Set task 1
Name the five principles that UAL's digital preservation text says guide how it preserves digital objects.
Set task 2
Write the next part of the digital preservation text, starting after its last bullet, the one on collaboration.

Supplied text
Administrative Responsibility

UAL is committed to undertaking the steps necessary to preserve materials of enduring value for future research, scholarship, and use. UAL monitors and ensures the integrity, authenticity and usability of digital objects entrusted to its care, including taking necessary actions to mitigate the effects of technological obsolescence and media decay. UAL preserves digital objects in line with the following principles:

  • Institutional Responsibility: UAL is committed to supporting the mission of the University of Alberta which includes teaching, learning and research. It provides both services and infrastructure to preserve research and scholarship created at the University, as well as in support of University interests.
  • Fiscal Stewardship: Stewardship of resources acquired or created by or donated to UAL.
  • Scholarly Commitment: UAL identifies, acquires, digitizes, and preserves born digital and digitized content in support of scholarship at all levels.
  • Consortial and Partnership Obligations: UAL undertakes consortial and partnership agreements to share and in some cases, assume responsibility for preserving designated digital content.
  • Contractual and Legal Obligations: UAL abides by all contractual and legal obligations it has to content publishers and other partners.

To fulfill the above, UAL engages in the operation of a comprehensive digital preservation program which is: transparent, reliable, scalable, and sustainable.


Organizational Viability

Scope

UAL’s digital preservation program includes all digital materials identified to hold value to UAL and its community that fall within its overall collection policy including the Archives Policy of the University of Alberta Archives (UAA). Preservation decisions are based on an assessment of the fitness and long-term access requirements of individual digital objects or collections. The scope of UAL’s digital preservation program includes:

  • Locally produced born-digital resources
  • Digital surrogates produced by UAL
  • Digital resources acquired by UAL through purchase, donation or other agreement
  • Digital resources licensed by UAL with perpetual access and archival rights
  • Digital resources preserved in partnership with other parties
  • Digitized and born-digital archival records as specified in the UAA Archives Policy.

Operational Priniciples

  • Strategic Action: Policies and procedures help to define strategic actions that guide an organization towards accomplishing its objectives. UAL acts based on policies and procedures which are clearly understood, well documented, standards-based, and communicable.
  • Trustworthy Infrastructure: Developing and maintaining necessary hardware, software, and protocols to ensure long-term access is a key component for any digital preservation program. UAL uses technology architectures which ensure the authenticity, integrity and usability of the preserved content.
  • Compliance: Meeting the requirements of all contracts, licenses, and agreements with respect to rights, responsibilities, and expectations for long-term preservation of designated digital content.
  • Building Capacity: Building shareable expertise in digital preservation practices, ensuring those responsible for the preservation planning and operations are well-trained and knowledgeable in their practice.
  • Team-Based Effort: Maintaining a feedback loop on the digital preservation program plan with involved staff at UAL to ensure that disciplinary-specific challenges to preservation in the local environment are addressed.
  • Collaboration: Identifying and partnering with other institutions and collegial parties to accomplish objectives that cannot be met with UAL’s efforts alone.

Entries
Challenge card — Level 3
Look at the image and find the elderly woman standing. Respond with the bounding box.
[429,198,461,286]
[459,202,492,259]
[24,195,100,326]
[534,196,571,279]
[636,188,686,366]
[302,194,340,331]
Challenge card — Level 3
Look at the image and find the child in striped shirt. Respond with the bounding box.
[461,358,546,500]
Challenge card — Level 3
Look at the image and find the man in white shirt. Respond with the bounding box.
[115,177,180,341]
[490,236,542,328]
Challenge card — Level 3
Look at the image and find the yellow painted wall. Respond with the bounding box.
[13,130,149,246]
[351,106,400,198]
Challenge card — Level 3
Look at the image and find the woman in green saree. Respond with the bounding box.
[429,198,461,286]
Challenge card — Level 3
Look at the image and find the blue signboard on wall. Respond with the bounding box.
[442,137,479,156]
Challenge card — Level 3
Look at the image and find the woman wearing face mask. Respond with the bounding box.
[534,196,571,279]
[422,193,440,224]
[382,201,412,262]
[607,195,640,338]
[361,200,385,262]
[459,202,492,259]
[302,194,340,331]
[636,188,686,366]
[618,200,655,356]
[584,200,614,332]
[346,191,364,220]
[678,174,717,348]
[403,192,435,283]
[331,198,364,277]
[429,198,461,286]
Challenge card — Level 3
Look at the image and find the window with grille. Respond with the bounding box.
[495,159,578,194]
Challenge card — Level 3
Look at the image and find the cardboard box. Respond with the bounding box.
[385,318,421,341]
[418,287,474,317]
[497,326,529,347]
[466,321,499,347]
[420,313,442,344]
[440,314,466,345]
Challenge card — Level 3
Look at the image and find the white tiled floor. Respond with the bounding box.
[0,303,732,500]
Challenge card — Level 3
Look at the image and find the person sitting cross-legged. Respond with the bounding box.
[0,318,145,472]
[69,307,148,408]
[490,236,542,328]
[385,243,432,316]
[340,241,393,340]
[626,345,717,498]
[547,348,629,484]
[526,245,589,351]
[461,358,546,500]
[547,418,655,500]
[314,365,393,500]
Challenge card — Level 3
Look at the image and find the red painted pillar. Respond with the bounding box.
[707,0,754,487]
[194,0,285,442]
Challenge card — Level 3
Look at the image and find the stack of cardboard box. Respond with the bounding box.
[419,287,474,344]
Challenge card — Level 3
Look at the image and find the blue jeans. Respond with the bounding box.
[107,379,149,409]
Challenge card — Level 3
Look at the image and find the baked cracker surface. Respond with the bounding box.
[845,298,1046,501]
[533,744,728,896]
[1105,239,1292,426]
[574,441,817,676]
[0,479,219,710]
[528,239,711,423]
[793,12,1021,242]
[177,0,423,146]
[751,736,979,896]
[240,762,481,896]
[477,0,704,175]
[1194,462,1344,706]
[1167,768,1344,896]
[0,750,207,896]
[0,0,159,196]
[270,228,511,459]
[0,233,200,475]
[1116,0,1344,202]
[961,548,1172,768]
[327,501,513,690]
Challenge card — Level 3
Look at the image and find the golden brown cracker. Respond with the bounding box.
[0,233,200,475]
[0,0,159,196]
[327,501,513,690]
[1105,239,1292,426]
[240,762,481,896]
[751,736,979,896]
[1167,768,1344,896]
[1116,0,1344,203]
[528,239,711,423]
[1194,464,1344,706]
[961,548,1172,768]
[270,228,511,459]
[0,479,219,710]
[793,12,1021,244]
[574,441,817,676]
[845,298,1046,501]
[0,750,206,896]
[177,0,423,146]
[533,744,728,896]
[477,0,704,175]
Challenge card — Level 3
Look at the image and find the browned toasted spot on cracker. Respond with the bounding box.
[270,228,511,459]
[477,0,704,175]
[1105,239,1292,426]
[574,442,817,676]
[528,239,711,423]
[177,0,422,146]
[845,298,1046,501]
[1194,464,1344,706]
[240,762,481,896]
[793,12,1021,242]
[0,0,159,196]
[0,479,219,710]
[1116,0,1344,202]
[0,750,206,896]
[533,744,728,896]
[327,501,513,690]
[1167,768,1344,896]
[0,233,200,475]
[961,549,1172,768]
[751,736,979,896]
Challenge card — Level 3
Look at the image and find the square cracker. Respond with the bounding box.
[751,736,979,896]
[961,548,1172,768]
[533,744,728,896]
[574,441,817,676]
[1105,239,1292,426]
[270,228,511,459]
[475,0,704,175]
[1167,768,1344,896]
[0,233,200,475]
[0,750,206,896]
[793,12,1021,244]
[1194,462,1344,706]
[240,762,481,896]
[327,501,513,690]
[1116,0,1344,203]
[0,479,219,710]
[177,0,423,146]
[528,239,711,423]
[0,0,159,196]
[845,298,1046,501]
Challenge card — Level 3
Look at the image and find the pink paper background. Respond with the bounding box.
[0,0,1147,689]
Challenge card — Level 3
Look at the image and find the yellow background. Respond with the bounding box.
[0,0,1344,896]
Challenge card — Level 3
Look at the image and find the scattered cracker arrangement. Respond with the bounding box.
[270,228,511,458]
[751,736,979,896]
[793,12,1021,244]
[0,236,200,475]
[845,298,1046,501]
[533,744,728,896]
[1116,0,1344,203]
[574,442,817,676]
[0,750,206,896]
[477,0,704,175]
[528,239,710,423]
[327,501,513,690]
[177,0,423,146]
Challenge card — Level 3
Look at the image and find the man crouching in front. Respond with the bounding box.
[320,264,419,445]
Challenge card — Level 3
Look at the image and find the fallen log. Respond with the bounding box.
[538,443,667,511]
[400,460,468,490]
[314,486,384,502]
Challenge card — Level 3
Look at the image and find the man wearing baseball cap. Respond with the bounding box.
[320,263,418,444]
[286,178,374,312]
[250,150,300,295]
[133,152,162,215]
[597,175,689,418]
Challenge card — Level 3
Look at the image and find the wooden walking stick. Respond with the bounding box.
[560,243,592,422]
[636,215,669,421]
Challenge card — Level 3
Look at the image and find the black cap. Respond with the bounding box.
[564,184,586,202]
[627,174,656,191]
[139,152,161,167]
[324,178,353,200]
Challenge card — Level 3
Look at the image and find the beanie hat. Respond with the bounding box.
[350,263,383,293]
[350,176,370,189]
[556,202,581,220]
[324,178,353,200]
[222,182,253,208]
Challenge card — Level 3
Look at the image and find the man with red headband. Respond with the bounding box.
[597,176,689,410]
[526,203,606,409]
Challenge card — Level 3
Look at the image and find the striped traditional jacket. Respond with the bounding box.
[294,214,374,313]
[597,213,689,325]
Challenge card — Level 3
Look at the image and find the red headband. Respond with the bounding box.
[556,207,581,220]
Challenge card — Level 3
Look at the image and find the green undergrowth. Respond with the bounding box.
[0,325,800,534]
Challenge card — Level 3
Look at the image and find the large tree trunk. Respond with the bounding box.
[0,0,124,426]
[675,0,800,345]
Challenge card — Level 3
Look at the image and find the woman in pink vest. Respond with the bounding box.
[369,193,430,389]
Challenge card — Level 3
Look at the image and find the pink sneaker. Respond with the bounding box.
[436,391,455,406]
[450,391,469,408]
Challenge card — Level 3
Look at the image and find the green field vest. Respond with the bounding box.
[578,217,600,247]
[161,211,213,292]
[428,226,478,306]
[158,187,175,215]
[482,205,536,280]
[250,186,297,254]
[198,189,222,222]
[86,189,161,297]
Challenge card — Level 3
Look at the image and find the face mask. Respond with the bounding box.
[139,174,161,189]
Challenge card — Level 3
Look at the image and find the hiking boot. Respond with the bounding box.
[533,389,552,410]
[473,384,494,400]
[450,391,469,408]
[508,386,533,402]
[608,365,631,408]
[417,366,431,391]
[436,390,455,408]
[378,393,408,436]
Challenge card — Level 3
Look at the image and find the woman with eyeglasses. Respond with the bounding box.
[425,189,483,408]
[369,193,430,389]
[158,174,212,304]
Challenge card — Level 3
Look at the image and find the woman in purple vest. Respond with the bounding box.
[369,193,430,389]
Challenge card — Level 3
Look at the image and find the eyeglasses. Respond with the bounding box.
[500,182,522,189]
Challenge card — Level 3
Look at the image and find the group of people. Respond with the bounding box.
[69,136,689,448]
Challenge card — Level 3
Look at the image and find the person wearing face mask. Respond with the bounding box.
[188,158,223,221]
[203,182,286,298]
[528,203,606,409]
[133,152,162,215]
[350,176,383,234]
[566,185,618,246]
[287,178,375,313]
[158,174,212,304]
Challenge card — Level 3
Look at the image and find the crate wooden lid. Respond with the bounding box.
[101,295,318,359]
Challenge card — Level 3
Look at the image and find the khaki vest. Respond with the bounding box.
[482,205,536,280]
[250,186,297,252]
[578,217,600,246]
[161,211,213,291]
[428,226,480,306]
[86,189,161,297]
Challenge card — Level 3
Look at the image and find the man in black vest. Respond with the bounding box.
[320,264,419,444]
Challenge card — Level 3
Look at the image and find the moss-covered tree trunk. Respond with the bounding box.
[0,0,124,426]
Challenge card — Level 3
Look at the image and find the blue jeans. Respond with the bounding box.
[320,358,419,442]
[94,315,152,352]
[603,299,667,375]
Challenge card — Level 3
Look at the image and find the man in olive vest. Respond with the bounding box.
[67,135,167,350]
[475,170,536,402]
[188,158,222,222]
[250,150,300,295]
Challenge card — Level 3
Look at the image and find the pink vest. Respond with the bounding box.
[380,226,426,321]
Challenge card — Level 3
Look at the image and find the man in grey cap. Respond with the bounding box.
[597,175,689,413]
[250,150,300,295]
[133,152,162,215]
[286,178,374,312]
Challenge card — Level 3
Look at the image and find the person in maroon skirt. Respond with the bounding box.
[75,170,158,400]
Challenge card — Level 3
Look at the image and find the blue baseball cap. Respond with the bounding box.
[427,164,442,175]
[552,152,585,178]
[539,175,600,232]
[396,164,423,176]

Expected output 1
Institutional Responsibility, Fiscal Stewardship, Scholarly Commitment, Consortial and Partnership Obligations, Contractual and Legal Obligations

Expected output 2
  • Aligning with Communities of Practice: Participating in the development and adoption of digital preservation community standards, practice and solutions.

Roles + Responsibilities

UAL dedicates positions to the management of the digital preservation function and the lifecycle of digital asset management. These positions are responsible for fulfilling the stewardship, curatorial and technological roles in the following areas: administration, overall coordination, policy development, collection development, organization and description, infrastructure development, and services.


Selection + Acquisition

UAL acquires, creates and preserves digital content of enduring value for future research, scholarship and use, with respect to their intellectual property, privacy, and associated rights.


Access + Use

UAL uses current technology and tools to provide a range of access services to its designated user community. More detailed information can be found in terms of use statements, rights statements, and licenses.


Challenges

  • Technology: Obsolescence arising from rapid changes in technology creates challenges in preserving digital content in the long term. Like any other organization engaged in digital preservation, UAL strives to be responsive to continually changing technology.
  • Scope: The ever-increasing volume, variety and exponential growth of digital content adds complexity to the preservation problem. UAL requires policies and procedures in place for systematic selection of content with enduring value.
  • Cost: High startup investments, unknown maintenance costs, and a lack of mature business models to operate digital preservation programs create challenges for organizations. With limited budgetary resources, UAL has to be very strategic about funding its digital preservation program.
  • Expertise: Digital preservation requires a range of specialized professional skills bridging policy, content, metadata, technology, management, security, and related activities. UAL needs to maintain the right complement of staff with the appropriate skills in the face of economic uncertainties and has to provide appropriate training to ensure continuity of services.
  • Prominence: The magnitude and significance of technical, curatorial and managerial activities required in providing long-term access to digital materials are largely unknown or unrecognized by the wider community receiving such services. UAL needs to raise awareness of the importance of digital preservation for its internal staff and for the broader community it serves.

Financial Sustainability

Institutional Commitment

UAL allocates internal operational funds for digital preservation activities as well as continually seeks external partnership opportunities or funding to extend its digital preservation scope and capabilities.

Cooperation + Collaboration

Given the challenges mentioned above, UAL recognizes the need for collaboration in digital preservation and works to foster relationships. The library is committed to collaborating within the University and with other institutions to: advance its digital preservation program, share infrastructure, exchange lessons learned, extend the breadth of expertise, and gain access to a wide array of content to meet the needs of the designated user community.


Technological + Procedural Suitability

UAL uses appropriate preservation strategies to deal with challenges related to technological obsolescence. The library adopts preservation strategies which are based on accepted best practices in the digital preservation community. UAL uses a tiered preservation approach, bit-level and full preservation, to address varying preservation requirements. Depending on the level of preservation, a digital object is subject to a series of ongoing preservation actions before and after going into the preservation storage. UAL ensures that digital objects are stored in a reliable archival storage for long-term preservation. The library actively seeks and continuously updates its strategies and infrastructure to ensure long-term preservation.


System Security

UAL is strongly committed to actively monitoring and supporting the security and integrity of our systems and networks. The library selects in-house or vendor hosted systems that operate on well-supported operating systems and other core infrastructural software and ensure that they have adequate hardware and software support as well as a backup functionality, sufficient for the repository’s services and the data held, including associated metadata and supporting documentation.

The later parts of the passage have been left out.